§ Excerpted passage:
-- Begin --
At room temperature, dissolve 5-amino-6-(2-(ethoxycarbonyl)butyl)nicotinate ethyl ester (1c) (1.00 g, 3.40 mmol) in a hydrochloric acid dioxane solution (10 ml) and stir at room temperature overnight under a nitrogen atmosphere. Add 30 mL of a mixed solution of PE and EA (PE/EA = 5:1) and stir at room temperature for 1 hour. Filter and wash the filter cake with a mixed solution of PE/EA = 5:1 (5 mL x 3) to obtain 600 mg (crude) of the title compound as a yellow solid.

LC-MS: m/z 249 [M+H] ⁺ .

Step 5: Preparation of ethyl 7-ethyl-6-oxo-5,6-dihydro-1,5-naphthyridine-3-carboxylate (1e)

At room temperature, ethyl 7-ethyl-6-oxo-5,6,7,8-tetrahydro-1,5-naphthyridine-3-carboxylate (1d) (3.60 g, 14.5 mmol) was dissolved in 40 mL 1,4-dioxane. DDQ (3.95 g, 17.4 mmol) was added to the reaction solution, and the mixture was stirred at 110 °C for 4 hours under nitrogen atmosphere. 50 mL of water was added, and the mixture was extracted with EA (50 mL x 3), washed with saturated brine (40 mL x 2), dried over anhydrous sodium sulfate, filtered, and the filtrate was concentrated under reduced pressure. The residue was separated and purified by silica gel column chromatography (mobile phase: PE/EA=100:1-1:1) to give 2.8 g of the title compound as a light yellow solid. Yield: 77.7%.
-- End --
§ Record set:
-- Begin --
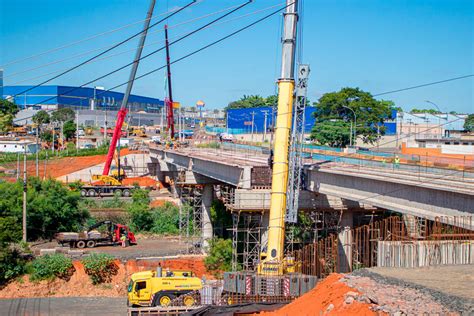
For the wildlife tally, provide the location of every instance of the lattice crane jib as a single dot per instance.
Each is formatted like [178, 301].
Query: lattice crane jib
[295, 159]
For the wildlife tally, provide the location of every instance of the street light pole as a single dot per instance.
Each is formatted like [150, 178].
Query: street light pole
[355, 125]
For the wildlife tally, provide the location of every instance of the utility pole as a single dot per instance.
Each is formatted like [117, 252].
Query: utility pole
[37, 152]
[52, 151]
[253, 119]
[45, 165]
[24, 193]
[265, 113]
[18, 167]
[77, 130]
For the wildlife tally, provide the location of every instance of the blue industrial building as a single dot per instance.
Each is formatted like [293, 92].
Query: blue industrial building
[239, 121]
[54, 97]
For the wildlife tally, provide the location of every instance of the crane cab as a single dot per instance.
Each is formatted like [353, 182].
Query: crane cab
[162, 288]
-- End --
-- Begin --
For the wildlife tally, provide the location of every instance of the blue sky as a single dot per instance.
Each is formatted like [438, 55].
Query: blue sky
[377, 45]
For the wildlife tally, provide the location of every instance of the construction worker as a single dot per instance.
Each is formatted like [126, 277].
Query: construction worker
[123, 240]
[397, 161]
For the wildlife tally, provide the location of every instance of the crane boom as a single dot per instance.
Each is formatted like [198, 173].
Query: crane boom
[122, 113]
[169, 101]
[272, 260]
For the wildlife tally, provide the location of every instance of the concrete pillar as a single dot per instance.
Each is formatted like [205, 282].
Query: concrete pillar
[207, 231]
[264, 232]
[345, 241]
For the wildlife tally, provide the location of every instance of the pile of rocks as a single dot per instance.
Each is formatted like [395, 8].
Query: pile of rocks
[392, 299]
-- End --
§ What you will do:
a – In the synthesis procedure, at what temperature and for how long was the reaction mixture stirred once DDQ had been added?
b – Do these statements agree with the synthesis procedure? Answer yes or no for each and quote the words that decide it. (i) The title compound of Step 5 is obtained as a light yellow solid. (ii) The filter cake is washed with water. (iii) The yield reported for Step 5 is 60%.
c – Extend the synthesis procedure past its final sentence, keeping its technical register.
Nothing in the rows is needed for what comes next.

§ Answers for the exercise:
a – At 110 °C for 4 hours, under a nitrogen atmosphere.

b –
(i) Yes: "to give 2.8 g of the title compound as a light yellow solid"
(ii) No: "wash the filter cake with a mixed solution of PE/EA = 5:1 (5 mL x 3)"
(iii) No: "Yield: 77.7%."

c –
LC-MS: m/z 247 [M+H] ⁺ .

Step 6: Preparation of 3-ethyl-7-(hydroxymethyl)-1,5-naphthyridin-2(1H)-one (1f)

Dissolve ethyl 7-ethyl-6-oxo-5,6-dihydro-1,5-naphthyridine-3-carboxylate (1e) (2.60 g, 1.02 mmol) in THF (40 ml), add LiAlH ₄ (12.5 mL, 1 mol/L) at 0°C, and stir at 0°C for 1 hour. Add 0.5 mL of water, 0.5 mL of 4 mol/L sodium hydroxide solution, and 1.5 mL of water to quench, stir at room temperature for 1 hour, filter, wash the filter cake with THF (20 mL x 4), and concentrate the filtrate under reduced pressure to obtain 1.8 g of the crude title compound as a yellow oil.

LC-MS: m/z 205 [M+H] ⁺ .

Step 7: Preparation of 7-(chloromethyl)-3-ethyl-1,5-naphthyridin-2(1H)-one (1 g)

At room temperature, 3-ethyl-7-(hydroxymethyl)-1,5-naphthyridin-2(1H)-one (1f) (720 mg, 3.53 mmol) was dissolved in 10 mL of DCM, SOCl ₂ (2.50 g, 21.2 mmol) and DMF (51.0 mg, 0.353 mmol) were added to the reaction solution, and stirred at room temperature for 4 hours. The mixture was concentrated under reduced pressure to obtain 760 mg (crude) of the title compound as a white solid.

LC-MS: m/z 223 [M+H] ⁺ .

Step 8: Preparation of methyl 5-((1-(tert-butyloxycarbonyl)azetidin-3-yl)(methyl)amino)picolinate (1h)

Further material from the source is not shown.